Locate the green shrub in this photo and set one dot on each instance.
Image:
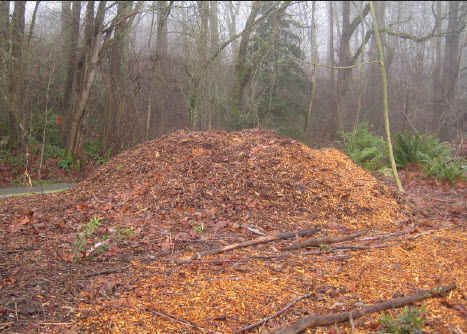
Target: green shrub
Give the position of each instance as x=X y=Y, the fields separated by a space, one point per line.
x=93 y=149
x=408 y=322
x=84 y=245
x=64 y=163
x=364 y=148
x=428 y=152
x=440 y=169
x=418 y=149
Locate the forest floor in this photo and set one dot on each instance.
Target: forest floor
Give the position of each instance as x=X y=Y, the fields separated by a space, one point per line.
x=355 y=243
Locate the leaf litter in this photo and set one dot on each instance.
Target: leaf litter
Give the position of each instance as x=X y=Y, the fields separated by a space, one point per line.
x=189 y=192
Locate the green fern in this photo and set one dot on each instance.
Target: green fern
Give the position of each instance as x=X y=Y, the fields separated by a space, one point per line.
x=418 y=149
x=364 y=148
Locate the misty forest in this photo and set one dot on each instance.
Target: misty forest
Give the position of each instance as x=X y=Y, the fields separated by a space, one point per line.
x=120 y=73
x=233 y=166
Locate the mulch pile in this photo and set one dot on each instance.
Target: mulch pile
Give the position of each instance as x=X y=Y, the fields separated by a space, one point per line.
x=250 y=177
x=192 y=191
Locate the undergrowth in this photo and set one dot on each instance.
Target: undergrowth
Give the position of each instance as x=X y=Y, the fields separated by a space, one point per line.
x=364 y=148
x=370 y=152
x=85 y=247
x=410 y=321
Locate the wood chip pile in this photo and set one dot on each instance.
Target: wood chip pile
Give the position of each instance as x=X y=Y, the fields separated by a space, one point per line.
x=252 y=177
x=188 y=195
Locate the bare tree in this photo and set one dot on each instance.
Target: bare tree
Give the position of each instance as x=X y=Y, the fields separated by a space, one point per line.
x=96 y=43
x=158 y=65
x=71 y=52
x=4 y=50
x=16 y=76
x=117 y=82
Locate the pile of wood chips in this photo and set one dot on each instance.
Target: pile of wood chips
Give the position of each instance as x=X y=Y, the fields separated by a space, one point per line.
x=190 y=192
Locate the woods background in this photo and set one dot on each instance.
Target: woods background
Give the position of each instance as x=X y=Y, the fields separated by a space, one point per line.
x=120 y=73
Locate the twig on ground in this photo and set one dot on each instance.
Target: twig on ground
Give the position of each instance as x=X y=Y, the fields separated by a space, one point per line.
x=107 y=271
x=327 y=240
x=179 y=320
x=252 y=230
x=256 y=241
x=6 y=309
x=315 y=321
x=256 y=324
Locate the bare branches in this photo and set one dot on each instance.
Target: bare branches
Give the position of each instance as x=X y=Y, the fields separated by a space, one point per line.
x=315 y=321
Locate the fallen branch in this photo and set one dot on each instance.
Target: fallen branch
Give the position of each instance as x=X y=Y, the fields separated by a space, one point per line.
x=180 y=321
x=107 y=271
x=327 y=240
x=259 y=323
x=315 y=321
x=6 y=309
x=256 y=241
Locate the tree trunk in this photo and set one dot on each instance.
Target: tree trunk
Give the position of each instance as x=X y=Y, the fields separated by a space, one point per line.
x=385 y=101
x=332 y=62
x=16 y=76
x=436 y=100
x=344 y=74
x=199 y=91
x=232 y=25
x=116 y=94
x=4 y=50
x=72 y=54
x=214 y=68
x=243 y=71
x=450 y=68
x=86 y=70
x=314 y=51
x=158 y=67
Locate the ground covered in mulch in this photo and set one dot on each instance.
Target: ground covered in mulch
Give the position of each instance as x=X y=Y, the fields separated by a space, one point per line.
x=190 y=192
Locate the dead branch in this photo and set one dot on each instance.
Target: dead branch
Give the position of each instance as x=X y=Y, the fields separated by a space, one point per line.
x=327 y=240
x=107 y=271
x=256 y=241
x=180 y=321
x=259 y=323
x=315 y=321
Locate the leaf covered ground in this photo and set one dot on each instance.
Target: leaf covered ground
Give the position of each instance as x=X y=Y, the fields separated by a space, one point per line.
x=194 y=191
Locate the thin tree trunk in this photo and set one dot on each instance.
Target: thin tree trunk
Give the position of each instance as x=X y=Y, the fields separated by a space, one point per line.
x=72 y=55
x=436 y=101
x=243 y=71
x=116 y=94
x=385 y=101
x=232 y=25
x=158 y=67
x=332 y=62
x=4 y=51
x=450 y=68
x=314 y=51
x=16 y=76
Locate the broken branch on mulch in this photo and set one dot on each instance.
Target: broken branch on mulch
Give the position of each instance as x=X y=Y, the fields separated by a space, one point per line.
x=256 y=324
x=313 y=321
x=179 y=320
x=256 y=241
x=326 y=240
x=107 y=271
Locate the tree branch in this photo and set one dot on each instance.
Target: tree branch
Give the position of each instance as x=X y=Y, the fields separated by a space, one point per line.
x=313 y=321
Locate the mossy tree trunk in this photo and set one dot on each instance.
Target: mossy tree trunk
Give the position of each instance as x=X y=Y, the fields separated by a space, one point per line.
x=385 y=101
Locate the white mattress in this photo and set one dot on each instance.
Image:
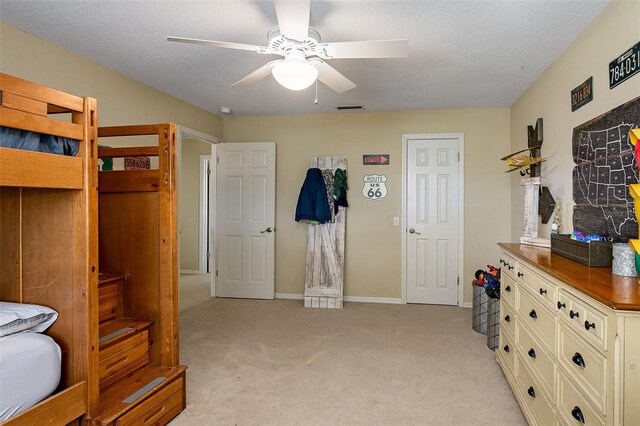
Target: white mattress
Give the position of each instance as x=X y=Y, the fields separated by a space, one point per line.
x=29 y=371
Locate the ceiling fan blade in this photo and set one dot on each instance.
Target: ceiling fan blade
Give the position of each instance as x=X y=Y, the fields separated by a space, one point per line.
x=225 y=44
x=332 y=78
x=257 y=75
x=367 y=49
x=293 y=18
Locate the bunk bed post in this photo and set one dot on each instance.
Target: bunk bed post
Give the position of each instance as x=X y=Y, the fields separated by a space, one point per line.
x=86 y=262
x=168 y=242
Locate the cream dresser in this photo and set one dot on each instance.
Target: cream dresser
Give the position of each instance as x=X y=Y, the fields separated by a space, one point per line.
x=569 y=339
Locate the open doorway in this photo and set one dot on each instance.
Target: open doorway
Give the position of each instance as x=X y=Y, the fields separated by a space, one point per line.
x=196 y=216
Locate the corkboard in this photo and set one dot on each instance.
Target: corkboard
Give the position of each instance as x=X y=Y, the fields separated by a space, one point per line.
x=605 y=166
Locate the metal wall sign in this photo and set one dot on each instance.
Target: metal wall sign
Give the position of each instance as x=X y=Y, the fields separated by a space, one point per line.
x=376 y=159
x=582 y=95
x=375 y=187
x=624 y=66
x=137 y=163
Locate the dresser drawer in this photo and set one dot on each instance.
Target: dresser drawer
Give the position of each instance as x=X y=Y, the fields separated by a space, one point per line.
x=123 y=357
x=532 y=396
x=108 y=301
x=590 y=322
x=573 y=409
x=159 y=408
x=534 y=317
x=544 y=291
x=509 y=264
x=508 y=291
x=586 y=366
x=537 y=360
x=506 y=351
x=507 y=319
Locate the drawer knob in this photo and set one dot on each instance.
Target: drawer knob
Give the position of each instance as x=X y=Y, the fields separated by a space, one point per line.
x=578 y=360
x=531 y=392
x=577 y=414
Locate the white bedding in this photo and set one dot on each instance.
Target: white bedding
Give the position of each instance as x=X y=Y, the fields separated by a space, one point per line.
x=29 y=371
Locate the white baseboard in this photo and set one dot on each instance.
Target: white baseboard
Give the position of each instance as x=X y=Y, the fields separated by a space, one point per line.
x=290 y=296
x=346 y=298
x=388 y=300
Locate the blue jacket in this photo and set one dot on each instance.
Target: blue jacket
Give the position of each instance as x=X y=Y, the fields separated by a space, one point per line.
x=312 y=201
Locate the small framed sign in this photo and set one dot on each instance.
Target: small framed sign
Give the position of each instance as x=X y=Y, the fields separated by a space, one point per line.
x=375 y=187
x=624 y=66
x=582 y=94
x=376 y=159
x=137 y=163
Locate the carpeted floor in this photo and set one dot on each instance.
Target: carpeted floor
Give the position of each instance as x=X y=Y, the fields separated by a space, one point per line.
x=254 y=362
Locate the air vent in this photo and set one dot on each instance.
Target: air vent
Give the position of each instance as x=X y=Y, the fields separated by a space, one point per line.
x=350 y=107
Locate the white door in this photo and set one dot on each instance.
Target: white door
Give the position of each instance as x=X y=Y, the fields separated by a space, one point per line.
x=432 y=215
x=246 y=220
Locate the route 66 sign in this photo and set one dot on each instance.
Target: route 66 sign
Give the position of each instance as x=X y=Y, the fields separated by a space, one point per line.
x=375 y=187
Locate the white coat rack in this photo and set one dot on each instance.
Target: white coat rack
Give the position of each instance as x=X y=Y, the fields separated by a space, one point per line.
x=324 y=279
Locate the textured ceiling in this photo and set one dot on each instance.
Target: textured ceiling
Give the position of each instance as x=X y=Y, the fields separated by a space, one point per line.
x=462 y=54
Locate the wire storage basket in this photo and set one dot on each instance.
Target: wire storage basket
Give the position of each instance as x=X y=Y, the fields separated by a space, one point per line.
x=479 y=320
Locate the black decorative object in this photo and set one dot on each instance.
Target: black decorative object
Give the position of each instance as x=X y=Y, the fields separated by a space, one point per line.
x=582 y=95
x=624 y=66
x=546 y=204
x=605 y=166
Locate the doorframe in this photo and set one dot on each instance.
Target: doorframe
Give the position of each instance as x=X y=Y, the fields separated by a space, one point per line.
x=186 y=132
x=403 y=219
x=207 y=181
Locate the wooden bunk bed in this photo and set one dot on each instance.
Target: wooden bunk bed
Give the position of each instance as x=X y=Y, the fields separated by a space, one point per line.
x=48 y=237
x=138 y=288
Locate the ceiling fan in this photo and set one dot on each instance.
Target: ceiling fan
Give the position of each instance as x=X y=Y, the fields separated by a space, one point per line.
x=304 y=55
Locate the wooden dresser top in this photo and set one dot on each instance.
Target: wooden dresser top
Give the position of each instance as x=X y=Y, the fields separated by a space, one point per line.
x=614 y=291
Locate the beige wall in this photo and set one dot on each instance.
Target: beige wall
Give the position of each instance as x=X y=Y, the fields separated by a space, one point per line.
x=121 y=100
x=189 y=201
x=611 y=34
x=372 y=258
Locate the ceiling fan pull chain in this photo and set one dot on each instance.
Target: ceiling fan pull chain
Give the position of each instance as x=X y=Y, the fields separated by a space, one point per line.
x=316 y=92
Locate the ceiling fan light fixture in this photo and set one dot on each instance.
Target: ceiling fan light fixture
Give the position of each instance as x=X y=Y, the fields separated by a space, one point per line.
x=294 y=72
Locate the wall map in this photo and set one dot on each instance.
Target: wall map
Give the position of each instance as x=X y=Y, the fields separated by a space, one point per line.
x=605 y=166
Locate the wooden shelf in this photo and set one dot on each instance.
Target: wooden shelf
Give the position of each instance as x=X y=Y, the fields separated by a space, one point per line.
x=105 y=277
x=614 y=291
x=112 y=398
x=40 y=170
x=114 y=327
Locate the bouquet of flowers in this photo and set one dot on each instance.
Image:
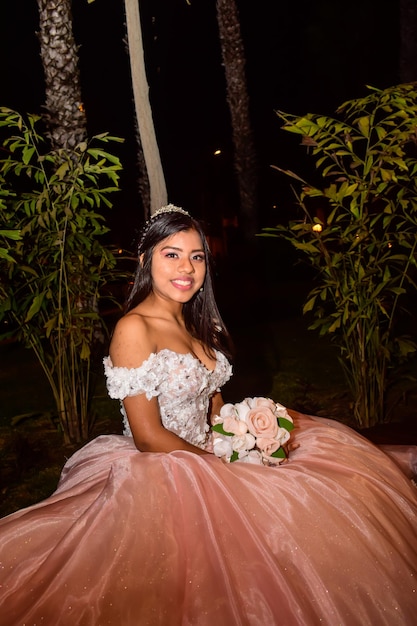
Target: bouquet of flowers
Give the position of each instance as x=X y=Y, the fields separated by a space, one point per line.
x=252 y=431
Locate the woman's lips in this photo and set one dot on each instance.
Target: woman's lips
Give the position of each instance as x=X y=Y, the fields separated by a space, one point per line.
x=183 y=283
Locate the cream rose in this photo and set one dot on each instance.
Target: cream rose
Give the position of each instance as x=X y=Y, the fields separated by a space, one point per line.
x=258 y=402
x=268 y=445
x=262 y=421
x=235 y=426
x=243 y=442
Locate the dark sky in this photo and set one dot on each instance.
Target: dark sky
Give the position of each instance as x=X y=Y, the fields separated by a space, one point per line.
x=301 y=56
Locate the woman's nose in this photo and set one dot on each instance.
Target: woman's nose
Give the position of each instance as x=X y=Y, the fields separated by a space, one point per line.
x=185 y=265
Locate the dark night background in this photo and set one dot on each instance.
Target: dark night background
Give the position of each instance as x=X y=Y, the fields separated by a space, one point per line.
x=302 y=56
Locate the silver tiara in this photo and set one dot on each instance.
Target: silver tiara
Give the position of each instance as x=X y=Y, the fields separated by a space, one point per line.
x=169 y=208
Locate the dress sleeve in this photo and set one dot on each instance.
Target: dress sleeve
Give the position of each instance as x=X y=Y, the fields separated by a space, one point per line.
x=123 y=382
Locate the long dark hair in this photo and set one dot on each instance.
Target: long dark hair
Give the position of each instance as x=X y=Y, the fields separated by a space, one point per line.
x=201 y=315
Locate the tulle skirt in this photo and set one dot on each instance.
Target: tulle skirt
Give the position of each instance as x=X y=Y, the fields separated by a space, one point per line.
x=132 y=539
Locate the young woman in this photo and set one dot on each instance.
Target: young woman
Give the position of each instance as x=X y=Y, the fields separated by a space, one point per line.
x=152 y=528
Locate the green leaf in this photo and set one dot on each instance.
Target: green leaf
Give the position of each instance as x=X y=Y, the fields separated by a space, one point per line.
x=35 y=306
x=218 y=428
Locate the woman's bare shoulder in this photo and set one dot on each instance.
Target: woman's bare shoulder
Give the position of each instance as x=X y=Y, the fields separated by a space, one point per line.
x=132 y=341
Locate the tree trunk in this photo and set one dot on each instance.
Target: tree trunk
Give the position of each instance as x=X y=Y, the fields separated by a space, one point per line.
x=408 y=41
x=237 y=97
x=148 y=142
x=64 y=116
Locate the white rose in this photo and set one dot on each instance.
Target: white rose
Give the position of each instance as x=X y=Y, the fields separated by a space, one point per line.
x=242 y=409
x=227 y=410
x=222 y=446
x=240 y=443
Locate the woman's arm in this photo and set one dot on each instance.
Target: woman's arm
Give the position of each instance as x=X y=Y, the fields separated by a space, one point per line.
x=216 y=404
x=148 y=432
x=131 y=345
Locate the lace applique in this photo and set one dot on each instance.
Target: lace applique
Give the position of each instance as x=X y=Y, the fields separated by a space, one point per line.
x=182 y=384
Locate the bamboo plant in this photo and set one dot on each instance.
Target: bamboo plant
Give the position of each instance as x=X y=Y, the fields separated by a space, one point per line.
x=53 y=269
x=357 y=227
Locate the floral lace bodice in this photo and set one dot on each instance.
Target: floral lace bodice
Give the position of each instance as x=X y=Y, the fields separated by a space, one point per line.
x=182 y=384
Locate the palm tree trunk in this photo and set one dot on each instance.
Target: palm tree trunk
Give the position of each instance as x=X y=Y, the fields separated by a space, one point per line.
x=65 y=117
x=237 y=97
x=147 y=143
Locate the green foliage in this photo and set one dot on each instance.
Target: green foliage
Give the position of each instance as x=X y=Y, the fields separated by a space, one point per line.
x=53 y=263
x=358 y=229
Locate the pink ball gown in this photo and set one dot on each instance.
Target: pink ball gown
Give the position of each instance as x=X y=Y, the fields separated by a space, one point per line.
x=135 y=539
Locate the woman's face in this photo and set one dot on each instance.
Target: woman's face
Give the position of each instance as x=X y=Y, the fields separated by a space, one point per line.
x=178 y=266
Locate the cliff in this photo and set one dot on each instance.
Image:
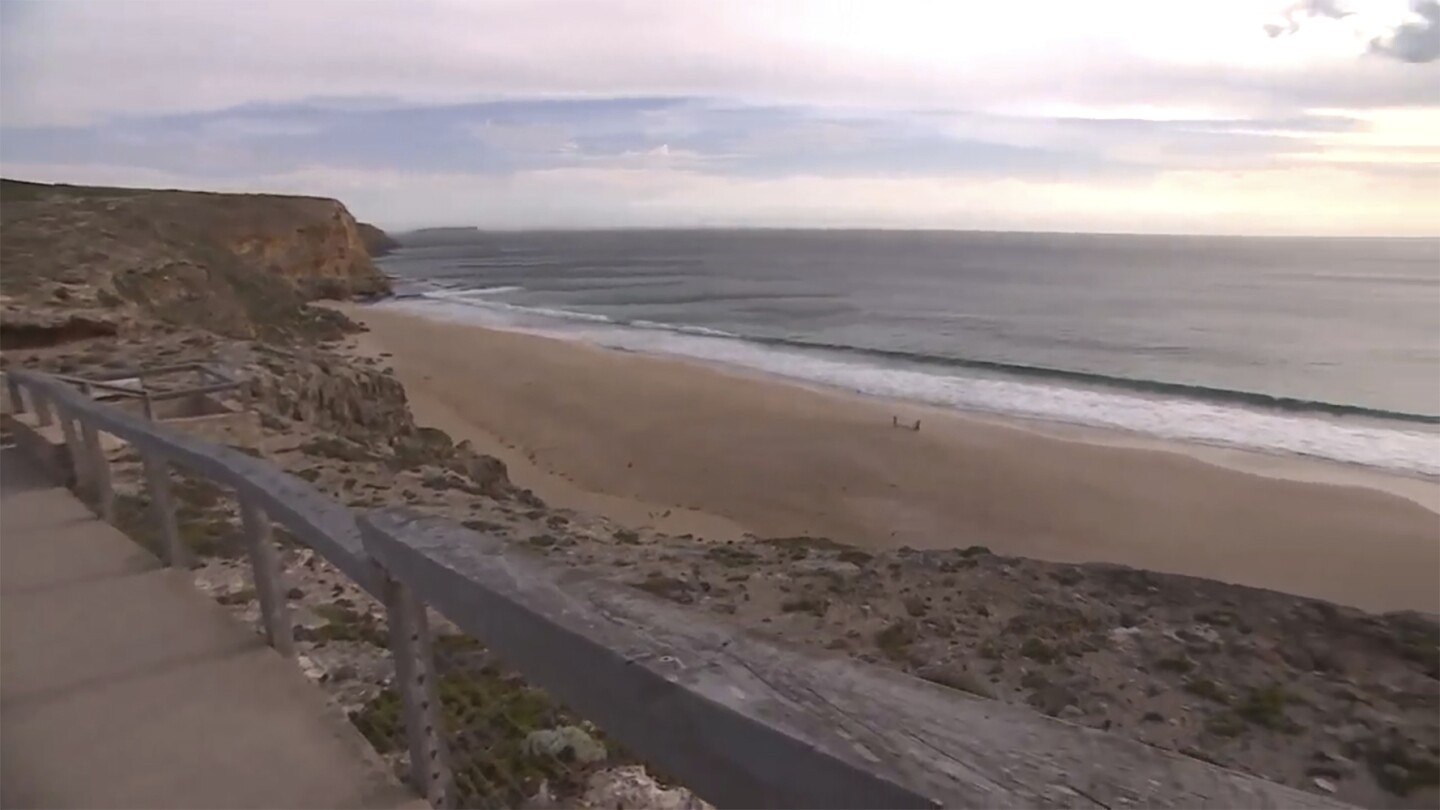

» What you are asked to do
Copy the lines from the line with "Locate the white baseboard" up to and including the line with "x=324 y=279", keeping every one of them and leaving all other text unchanged. In each point, shift the coordinates by adding 72 to both the x and y values.

» Answer in full
Locate the white baseboard in this photo and set one dot on each instance.
Target: white baseboard
Give the position of each instance as x=X y=Y, the fields separated by a space, one point per line.
x=362 y=368
x=418 y=370
x=460 y=372
Locate the blue jacket in this photo and set one dot on each instance.
Target: blue jacket
Give the position of each instance as x=X y=Y, the fields separated by a space, one point per line.
x=384 y=273
Locate the small framed sign in this photo and set one dot on each instance.
Target: small framed sign
Give the position of each instance as x=X y=Y, the fields separated by a space, one point per line.
x=447 y=259
x=696 y=138
x=654 y=166
x=448 y=231
x=209 y=235
Locate the carpeted floor in this photo and set one dot on each instance.
Target: carpeted floor
Give the position of each instance as x=X y=Y, the fields separated by a space, one point per line.
x=326 y=434
Locate the air vent in this photo and set one dot on each instance.
Target: air vent
Give the position of each instance as x=X y=Y, the fields separated by a space, one point per line.
x=422 y=179
Locate the white door in this photo and set one dot on each instance.
Target: white door
Give the position of each instance as x=X y=Y, the fields separated by a space, one point per line.
x=504 y=287
x=318 y=292
Locate the route 66 sign in this photo and set one dot on each instance.
Target: route 66 sign
Give the position of each instance as x=X y=Y, the fields separated by a space, one point per line.
x=447 y=259
Locate the white coat rack in this photo and set one dot on each instance.
Target: white coat rack
Give the position of each instance as x=X y=Y, the fields separated by a space, one point per line.
x=396 y=351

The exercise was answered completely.